==== Text segment

First, the Tuvaluenas or whatever they call themselves chose to be born on these islands.

Why don't they learn to stand on their tippy-toes? When all of them are on their tippy toes or hugging the tops of coconut palms, maybe we can revisit the matter and ignore their pleas again, as they would be serving the necessary roles of "canaries in the coal mines" for the rest of us.

Now, I could see a very narrow and voluntary (forcing people to do for others violates my reservoir of precious bodily fluids) program, administered through the private sector, to supply snorkels and one flipper per person to the islanders.

We should (well, you should), of course, rescue the fetuses, especially the ones who will grow up to be bankers and health insurance adjusters.

God, whom I know personally, will provide.

Error Irksomely, the proprietor over at Zombieas-holestate, tells us that if you place a $20 in the collection plate at church, two $100 bills will be returned to you immediately by someone, probably your parents, but we know that 10-to-1 odds like that can only come from the beneficent slot machine in the sky.

I like them odds.

The islanders should be praying instead of crying.

Tears, after all, do more to raise ocean levels than all of the rest of man's God-directed activities.

I await Sarah Death Palin's next tweet for further direction. Her pronouncements have the same warmth as a cup of tea sitting on a tattered carpet in a cave in the Swat Valley.

Tuvalu's major problem is not the US, which is likely to pursue significant CO2 reductions by 2050 whether this particular effort at Copenhagen succeeds or fails. It's India and China, who see the low CO2 targets pursued by Tuvalu as likely to be crippling for their economic development this century.

========

### What you need to do
a – Reproduce the passage of the Tuvalu commentary between "The islanders should" and "man's God-directed activities.", inclusive.
b – Write the next part of the Tuvalu commentary, picking up after its final sentence.

==== Excerpted data

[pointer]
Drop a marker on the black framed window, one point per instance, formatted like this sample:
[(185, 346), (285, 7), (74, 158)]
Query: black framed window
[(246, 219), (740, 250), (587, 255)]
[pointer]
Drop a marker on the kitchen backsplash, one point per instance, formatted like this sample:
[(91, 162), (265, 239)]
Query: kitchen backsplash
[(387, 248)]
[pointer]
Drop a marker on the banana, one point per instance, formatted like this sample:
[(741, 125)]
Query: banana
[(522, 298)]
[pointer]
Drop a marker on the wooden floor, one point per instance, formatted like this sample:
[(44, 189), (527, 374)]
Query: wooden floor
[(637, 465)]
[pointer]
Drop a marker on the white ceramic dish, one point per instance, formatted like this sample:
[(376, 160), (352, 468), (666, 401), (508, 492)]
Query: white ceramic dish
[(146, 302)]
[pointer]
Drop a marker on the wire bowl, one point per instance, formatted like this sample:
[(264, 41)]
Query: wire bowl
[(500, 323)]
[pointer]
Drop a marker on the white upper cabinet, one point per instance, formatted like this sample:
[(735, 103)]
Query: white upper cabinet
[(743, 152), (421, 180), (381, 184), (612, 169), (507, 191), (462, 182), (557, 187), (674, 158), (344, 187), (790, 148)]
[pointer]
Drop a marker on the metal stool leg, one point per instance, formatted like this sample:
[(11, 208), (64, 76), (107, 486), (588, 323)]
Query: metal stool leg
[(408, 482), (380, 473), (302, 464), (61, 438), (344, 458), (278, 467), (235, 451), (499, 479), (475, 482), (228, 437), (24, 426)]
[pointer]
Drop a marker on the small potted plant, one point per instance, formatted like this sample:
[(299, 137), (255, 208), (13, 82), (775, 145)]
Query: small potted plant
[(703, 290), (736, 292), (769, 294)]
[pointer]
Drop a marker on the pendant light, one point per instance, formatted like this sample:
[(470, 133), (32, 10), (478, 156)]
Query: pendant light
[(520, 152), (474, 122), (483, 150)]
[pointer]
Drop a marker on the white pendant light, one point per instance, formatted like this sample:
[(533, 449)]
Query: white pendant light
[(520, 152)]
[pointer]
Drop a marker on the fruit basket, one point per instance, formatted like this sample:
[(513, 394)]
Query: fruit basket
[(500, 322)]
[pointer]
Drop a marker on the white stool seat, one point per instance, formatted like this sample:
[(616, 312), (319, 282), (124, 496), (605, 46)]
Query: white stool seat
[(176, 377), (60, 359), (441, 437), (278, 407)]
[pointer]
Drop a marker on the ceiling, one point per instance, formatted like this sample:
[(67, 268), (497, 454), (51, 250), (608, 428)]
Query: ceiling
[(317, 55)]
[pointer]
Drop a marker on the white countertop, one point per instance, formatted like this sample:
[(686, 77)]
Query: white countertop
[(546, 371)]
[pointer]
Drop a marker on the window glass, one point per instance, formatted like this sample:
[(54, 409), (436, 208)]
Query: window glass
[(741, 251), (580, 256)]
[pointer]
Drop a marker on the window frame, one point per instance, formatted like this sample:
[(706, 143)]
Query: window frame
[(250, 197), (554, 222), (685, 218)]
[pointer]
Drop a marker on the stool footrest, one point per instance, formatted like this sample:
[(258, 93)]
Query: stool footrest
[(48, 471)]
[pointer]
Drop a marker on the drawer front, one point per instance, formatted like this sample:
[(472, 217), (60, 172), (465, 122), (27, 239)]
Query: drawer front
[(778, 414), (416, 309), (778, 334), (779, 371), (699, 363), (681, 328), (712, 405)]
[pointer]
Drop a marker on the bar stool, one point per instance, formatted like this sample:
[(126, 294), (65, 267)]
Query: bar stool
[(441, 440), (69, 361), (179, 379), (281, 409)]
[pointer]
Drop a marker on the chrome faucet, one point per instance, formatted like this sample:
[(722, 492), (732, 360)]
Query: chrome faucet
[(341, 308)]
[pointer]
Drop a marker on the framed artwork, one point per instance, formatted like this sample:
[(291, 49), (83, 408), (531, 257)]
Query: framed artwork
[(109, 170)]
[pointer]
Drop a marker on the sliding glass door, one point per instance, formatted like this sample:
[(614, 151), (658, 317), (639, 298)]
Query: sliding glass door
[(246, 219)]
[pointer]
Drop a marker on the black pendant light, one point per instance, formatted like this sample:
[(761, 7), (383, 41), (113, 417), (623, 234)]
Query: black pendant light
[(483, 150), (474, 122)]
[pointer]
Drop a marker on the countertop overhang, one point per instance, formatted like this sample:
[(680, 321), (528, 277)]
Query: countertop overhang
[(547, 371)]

========

### Answers to the exercises
a –
The islanders should be praying instead of crying.

Tears, after all, do more to raise ocean levels than all of the rest of man's God-directed activities.

b –
And since India and China combined have 200,000x the population and 700,000x the land area of Tuvalu, I would guess that the needs of Tuvalu are not going to be driving their domestic industrial policy. The whole population of 12,000 of Tuvalu is a rounding error in the annual number of deaths from preventable diseases in India and China.

Now, I could see a very narrow and voluntary (forcing people to do for others violates my reservoir of precious bodily fluids) program, administered through the private sector, to supply snorkels and one flipper per person to the islanders.

Why not simply supply an active volcano? I, for one, think that each and every Pacific island should come with an active volcano. Since I can't figure out from what I've read whether or not Tuvalu is sinking or being inundated, an active volcano would cover either cause of Tuvalu's reported demise. And I don't see any CO2 limits being imposed on active volcanoes in Copenhagen. Plus, we could compensate for any contribution to warming by specifying sulfate aerosols thereby actually providing a cooling effect.